**Instructions to follow**
Lines in the listing that hold the string "resolution" need to be tallied, and the total given alone.

**Extracted data**

· · · ·

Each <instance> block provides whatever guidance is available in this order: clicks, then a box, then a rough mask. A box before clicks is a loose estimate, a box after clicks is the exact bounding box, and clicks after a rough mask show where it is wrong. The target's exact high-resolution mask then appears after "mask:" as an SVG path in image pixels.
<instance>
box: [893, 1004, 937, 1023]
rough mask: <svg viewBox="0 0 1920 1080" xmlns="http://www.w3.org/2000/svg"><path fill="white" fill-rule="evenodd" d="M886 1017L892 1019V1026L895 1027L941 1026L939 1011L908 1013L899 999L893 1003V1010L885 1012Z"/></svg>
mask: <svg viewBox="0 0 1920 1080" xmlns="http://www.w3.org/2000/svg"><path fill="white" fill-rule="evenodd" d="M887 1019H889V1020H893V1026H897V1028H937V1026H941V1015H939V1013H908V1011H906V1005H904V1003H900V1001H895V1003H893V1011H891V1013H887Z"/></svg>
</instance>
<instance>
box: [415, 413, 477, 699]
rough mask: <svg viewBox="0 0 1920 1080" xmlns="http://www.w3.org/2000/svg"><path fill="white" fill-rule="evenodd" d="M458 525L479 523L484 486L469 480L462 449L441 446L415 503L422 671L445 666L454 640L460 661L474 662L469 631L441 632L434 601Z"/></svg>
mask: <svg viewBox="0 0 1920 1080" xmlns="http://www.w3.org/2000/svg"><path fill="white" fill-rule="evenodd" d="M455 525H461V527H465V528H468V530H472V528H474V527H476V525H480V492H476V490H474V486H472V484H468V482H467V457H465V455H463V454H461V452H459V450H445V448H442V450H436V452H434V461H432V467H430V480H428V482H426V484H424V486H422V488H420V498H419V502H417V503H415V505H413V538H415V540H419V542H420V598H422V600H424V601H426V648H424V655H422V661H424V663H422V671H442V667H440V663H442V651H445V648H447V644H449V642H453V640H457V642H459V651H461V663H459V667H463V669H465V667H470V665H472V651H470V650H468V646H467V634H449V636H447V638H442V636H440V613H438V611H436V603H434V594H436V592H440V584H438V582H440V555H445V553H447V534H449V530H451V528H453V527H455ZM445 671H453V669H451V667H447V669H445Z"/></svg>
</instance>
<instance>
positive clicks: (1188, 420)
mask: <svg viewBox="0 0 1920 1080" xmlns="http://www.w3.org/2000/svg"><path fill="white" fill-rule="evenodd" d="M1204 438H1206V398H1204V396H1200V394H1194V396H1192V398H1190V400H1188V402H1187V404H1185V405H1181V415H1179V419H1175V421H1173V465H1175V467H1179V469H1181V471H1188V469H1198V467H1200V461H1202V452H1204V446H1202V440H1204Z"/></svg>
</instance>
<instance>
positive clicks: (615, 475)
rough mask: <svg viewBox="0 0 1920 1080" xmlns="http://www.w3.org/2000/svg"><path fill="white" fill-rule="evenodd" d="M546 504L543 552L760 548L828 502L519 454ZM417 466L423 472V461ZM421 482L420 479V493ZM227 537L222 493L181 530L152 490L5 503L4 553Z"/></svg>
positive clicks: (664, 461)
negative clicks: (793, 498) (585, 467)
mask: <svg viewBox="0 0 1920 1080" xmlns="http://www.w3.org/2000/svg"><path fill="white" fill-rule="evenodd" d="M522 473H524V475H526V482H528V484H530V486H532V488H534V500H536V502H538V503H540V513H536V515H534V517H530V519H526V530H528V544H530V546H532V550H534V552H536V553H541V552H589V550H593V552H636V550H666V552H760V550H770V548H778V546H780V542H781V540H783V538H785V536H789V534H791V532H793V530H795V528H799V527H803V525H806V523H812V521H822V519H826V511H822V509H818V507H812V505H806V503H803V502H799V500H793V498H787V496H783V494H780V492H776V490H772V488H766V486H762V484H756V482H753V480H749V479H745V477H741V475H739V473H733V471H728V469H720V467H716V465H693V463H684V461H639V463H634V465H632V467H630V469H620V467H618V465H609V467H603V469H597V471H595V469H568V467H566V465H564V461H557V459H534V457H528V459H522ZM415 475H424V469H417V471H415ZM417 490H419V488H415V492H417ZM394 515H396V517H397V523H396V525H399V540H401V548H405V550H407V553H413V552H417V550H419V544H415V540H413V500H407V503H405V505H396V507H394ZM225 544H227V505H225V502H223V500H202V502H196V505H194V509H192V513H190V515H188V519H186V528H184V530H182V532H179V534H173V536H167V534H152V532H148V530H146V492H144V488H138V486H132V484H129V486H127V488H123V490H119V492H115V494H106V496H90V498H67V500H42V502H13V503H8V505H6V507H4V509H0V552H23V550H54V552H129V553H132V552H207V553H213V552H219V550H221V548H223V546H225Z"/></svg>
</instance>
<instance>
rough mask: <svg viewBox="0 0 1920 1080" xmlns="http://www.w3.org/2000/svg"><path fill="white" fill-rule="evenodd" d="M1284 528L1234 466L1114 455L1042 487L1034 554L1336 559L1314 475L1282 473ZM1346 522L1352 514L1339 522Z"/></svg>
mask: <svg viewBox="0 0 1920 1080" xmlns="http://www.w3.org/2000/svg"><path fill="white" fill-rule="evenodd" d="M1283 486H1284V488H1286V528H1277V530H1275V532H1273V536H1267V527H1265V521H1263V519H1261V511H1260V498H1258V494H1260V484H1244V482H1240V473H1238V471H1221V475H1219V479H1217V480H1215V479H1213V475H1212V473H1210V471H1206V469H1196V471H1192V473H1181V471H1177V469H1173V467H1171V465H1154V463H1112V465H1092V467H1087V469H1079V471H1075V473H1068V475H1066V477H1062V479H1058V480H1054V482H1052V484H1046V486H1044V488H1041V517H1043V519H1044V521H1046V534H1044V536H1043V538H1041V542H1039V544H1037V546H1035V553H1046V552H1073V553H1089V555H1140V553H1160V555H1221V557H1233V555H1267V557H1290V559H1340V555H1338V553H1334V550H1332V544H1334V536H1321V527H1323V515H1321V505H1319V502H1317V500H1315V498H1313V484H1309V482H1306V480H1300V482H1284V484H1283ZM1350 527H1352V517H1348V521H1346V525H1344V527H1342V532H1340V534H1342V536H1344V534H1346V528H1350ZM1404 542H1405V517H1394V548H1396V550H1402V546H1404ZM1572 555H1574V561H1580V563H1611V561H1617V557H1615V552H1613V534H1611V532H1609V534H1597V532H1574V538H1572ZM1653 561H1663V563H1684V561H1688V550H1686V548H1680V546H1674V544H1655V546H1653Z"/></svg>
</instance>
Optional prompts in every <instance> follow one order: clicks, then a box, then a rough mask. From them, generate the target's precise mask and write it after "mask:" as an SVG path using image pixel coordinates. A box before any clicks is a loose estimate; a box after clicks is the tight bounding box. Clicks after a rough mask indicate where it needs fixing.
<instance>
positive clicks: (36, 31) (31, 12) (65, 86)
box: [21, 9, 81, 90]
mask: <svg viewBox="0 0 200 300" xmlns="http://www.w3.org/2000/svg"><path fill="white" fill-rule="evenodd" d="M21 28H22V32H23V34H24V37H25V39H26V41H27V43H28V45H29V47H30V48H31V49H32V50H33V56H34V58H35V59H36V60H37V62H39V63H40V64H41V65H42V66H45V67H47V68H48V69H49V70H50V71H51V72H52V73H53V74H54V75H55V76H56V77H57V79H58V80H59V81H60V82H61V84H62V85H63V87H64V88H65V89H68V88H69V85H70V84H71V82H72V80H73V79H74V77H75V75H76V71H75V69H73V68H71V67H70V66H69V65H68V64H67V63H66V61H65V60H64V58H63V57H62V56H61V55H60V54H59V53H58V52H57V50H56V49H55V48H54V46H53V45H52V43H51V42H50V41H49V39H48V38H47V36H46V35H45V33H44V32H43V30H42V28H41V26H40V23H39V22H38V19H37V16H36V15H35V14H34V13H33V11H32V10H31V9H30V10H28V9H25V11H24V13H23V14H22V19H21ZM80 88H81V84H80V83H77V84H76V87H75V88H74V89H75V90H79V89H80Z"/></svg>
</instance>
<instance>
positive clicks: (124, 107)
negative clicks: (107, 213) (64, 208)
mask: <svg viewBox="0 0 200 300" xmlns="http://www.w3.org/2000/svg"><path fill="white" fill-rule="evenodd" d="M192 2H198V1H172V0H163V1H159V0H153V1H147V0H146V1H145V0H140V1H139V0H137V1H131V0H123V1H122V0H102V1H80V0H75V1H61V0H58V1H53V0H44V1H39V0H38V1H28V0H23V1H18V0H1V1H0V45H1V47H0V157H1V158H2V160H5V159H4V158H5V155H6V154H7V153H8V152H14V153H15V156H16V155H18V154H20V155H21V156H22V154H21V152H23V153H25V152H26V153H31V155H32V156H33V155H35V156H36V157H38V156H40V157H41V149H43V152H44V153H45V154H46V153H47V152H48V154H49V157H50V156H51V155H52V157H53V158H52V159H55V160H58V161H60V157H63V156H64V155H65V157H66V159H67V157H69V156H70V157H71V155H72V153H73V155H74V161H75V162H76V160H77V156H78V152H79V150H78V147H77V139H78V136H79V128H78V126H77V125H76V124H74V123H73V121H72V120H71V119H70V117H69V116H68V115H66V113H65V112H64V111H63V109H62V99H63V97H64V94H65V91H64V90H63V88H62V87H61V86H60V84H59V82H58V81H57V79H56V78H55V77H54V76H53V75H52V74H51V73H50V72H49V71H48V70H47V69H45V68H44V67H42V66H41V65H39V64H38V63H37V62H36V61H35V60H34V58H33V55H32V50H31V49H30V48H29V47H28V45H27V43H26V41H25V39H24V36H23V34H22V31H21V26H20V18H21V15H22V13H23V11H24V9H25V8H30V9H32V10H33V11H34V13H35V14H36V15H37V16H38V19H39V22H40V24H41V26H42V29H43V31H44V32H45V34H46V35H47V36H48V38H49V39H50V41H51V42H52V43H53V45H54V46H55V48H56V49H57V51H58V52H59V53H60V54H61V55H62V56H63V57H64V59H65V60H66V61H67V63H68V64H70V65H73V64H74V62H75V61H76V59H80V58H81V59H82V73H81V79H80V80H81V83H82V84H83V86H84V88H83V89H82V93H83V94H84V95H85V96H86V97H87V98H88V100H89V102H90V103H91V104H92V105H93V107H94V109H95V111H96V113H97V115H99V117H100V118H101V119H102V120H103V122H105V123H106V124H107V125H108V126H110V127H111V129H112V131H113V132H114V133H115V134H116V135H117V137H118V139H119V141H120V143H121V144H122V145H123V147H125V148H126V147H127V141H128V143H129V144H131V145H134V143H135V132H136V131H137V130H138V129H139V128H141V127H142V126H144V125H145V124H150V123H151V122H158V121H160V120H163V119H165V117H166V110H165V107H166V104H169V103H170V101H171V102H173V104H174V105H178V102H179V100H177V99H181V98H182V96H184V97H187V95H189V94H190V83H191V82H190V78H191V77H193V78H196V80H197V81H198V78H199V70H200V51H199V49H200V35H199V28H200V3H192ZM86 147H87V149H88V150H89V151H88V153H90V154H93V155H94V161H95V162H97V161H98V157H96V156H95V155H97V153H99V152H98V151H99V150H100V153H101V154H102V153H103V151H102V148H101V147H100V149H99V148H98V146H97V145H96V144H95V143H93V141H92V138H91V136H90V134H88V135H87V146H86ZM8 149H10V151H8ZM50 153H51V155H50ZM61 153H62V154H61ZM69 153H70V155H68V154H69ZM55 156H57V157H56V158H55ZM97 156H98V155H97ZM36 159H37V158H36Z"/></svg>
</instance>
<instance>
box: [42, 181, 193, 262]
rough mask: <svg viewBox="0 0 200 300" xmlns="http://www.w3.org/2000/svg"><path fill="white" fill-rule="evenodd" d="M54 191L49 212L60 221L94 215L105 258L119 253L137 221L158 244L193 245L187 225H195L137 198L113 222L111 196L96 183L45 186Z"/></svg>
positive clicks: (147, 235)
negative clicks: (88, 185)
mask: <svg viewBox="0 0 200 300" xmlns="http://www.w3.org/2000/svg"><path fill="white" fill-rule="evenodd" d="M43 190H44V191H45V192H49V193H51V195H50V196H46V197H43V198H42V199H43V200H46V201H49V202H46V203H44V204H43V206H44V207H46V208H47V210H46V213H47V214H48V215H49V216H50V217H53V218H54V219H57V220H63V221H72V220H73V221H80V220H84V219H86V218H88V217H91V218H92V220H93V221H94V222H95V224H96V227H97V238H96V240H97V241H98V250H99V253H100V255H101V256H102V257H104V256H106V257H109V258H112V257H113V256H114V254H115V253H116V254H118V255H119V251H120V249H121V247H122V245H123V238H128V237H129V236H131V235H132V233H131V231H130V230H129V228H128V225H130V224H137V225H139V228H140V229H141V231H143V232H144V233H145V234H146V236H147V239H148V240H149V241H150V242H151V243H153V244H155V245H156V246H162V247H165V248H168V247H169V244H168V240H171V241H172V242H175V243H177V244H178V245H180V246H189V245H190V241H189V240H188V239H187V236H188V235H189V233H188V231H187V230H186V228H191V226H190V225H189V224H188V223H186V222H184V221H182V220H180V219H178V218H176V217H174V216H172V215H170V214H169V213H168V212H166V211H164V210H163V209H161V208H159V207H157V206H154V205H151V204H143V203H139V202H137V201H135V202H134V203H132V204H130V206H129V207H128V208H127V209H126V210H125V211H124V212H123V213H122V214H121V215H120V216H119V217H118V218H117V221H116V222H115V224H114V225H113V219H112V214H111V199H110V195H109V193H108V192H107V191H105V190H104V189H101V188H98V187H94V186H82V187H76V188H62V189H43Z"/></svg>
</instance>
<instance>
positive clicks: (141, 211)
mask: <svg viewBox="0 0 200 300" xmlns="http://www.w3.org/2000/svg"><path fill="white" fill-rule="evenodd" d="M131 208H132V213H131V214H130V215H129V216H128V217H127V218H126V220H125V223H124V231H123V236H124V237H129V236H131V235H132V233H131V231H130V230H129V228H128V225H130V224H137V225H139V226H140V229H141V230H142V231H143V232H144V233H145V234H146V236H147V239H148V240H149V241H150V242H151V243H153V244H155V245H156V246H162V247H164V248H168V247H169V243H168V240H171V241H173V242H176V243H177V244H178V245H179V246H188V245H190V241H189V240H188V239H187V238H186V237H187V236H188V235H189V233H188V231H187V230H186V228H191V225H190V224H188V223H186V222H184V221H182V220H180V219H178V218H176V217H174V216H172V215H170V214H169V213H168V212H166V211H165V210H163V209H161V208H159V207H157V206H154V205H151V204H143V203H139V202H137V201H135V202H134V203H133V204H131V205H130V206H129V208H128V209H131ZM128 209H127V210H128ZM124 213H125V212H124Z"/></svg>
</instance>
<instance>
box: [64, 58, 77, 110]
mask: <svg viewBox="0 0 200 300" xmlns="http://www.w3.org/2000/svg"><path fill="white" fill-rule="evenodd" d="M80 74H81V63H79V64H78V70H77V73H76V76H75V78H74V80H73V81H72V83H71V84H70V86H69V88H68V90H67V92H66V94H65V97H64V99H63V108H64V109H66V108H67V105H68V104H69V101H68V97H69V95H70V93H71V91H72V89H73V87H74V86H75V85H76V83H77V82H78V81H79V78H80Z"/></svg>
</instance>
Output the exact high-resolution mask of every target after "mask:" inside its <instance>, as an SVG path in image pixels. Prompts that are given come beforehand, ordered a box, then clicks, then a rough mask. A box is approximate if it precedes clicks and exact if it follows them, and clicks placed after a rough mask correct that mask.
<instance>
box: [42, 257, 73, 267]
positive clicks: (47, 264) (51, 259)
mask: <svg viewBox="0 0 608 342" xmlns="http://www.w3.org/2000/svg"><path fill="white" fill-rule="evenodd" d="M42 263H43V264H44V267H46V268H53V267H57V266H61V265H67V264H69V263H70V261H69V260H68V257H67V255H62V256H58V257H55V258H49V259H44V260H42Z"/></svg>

· · · ·

**Reply to the exercise**
2